→ **PASSAGE SHOWN**:
════

Dr Pontiano Kaleebu, the director of the Uganda Virus Research Institute (UVRI) said that the results for the baby's sample that was drawn on Sunday were released among the 231 samples of Ugandans who tested negative to the disease.
Entebbe hospital director Dr Moses Muwanga says the hospital is now trying it's best to ensure the safety of the baby while waiting for the mother to recover. He declined to comment on whether the mother is breastfeeding the baby or if the two are allowed to share a room.
Recent research findings have not found traces of the virus in breast milk but they all advance safety precautionary measures to require the mother to wear an N95 respiratory approved mask and wash hands before breastfeeding to boost the baby's immunity and also reduce the risk of infection.
Last month, Chinese researchers from hospitals in Wuhan University noted that there is a possibility of mother to child transmission of the coronavirus disease. This was based on a study on samples of seven neonates of positive mothers who had indications of antibodies transmitted from their mothers to fight against the virus.
The researchers, however, noted that there is a need for a large scale study to determine if positive pregnant women can transmit the virus before, during and after delivery.
Now, paediatrician Dr Sabrina Kitaka is happy that the baby's initial test is negative and hopes that she will remain negative even after the 14-30 day incubation period for the virus.
Although not conclusive as yet, Kitaka says research findings so far show that "it is rare for COVID-19 positive mothers to transmit the virus to their newborns, this could be because it is a respiratory virus that spreads and thrives in the respiratory tract and not the reproductive system."
Kitaka added that researchers in Uganda should also look into the case of the baby girl currently under observation at Entebbe hospital. She thinks that there could be a possibility of low mother to child transmission of COVID-19 due to the size of the virus in comparison to HIV which can pass through the placenta to the newborn during delivery.
Another research conducted by in JAMA Pediatrics noted that they cannot rule out mother to baby COVID-19 transmission. The researchers studied 33 newborns of women with COVID-19 related pneumonia and found out that only three of the babies had COVID-19-related pneumonia.
They thereby concluded that all the babies had been infected in the womb and noted that it is important to screen pregnant women and implement strict infection control measures, quarantine of infected mothers and close monitoring of neonates at risk of COVID-19.
Since December 2019, when the pandemic emerged, research has been done on a total of 19 babies born to COVID-19 positive mothers.

════

→ **EXERCISE REQUIREMENTS**:
1) Answer these questions about the article on the newborn at Entebbe hospital:
(a) Among how many samples of Ugandans who tested negative were the baby's results released?
(b) What type of mask do safety measures require the mother to wear before breastfeeding?
(c) How many neonates' samples did the Wuhan researchers study?
2) Output the part of the article on the newborn at Entebbe hospital starting with "Entebbe hospital director" and going on through "risk of infection.".

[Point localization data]
════

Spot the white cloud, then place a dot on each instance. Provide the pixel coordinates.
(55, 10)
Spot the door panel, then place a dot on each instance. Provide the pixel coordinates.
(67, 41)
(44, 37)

════

→ **ANSWERS BY ITEM**:
1)
(a) 231
(b) An N95 respiratory approved mask
(c) Seven

2)
Entebbe hospital director Dr Moses Muwanga says the hospital is now trying it's best to ensure the safety of the baby while waiting for the mother to recover. He declined to comment on whether the mother is breastfeeding the baby or if the two are allowed to share a room.
Recent research findings have not found traces of the virus in breast milk but they all advance safety precautionary measures to require the mother to wear an N95 respiratory approved mask and wash hands before breastfeeding to boost the baby's immunity and also reduce the risk of infection.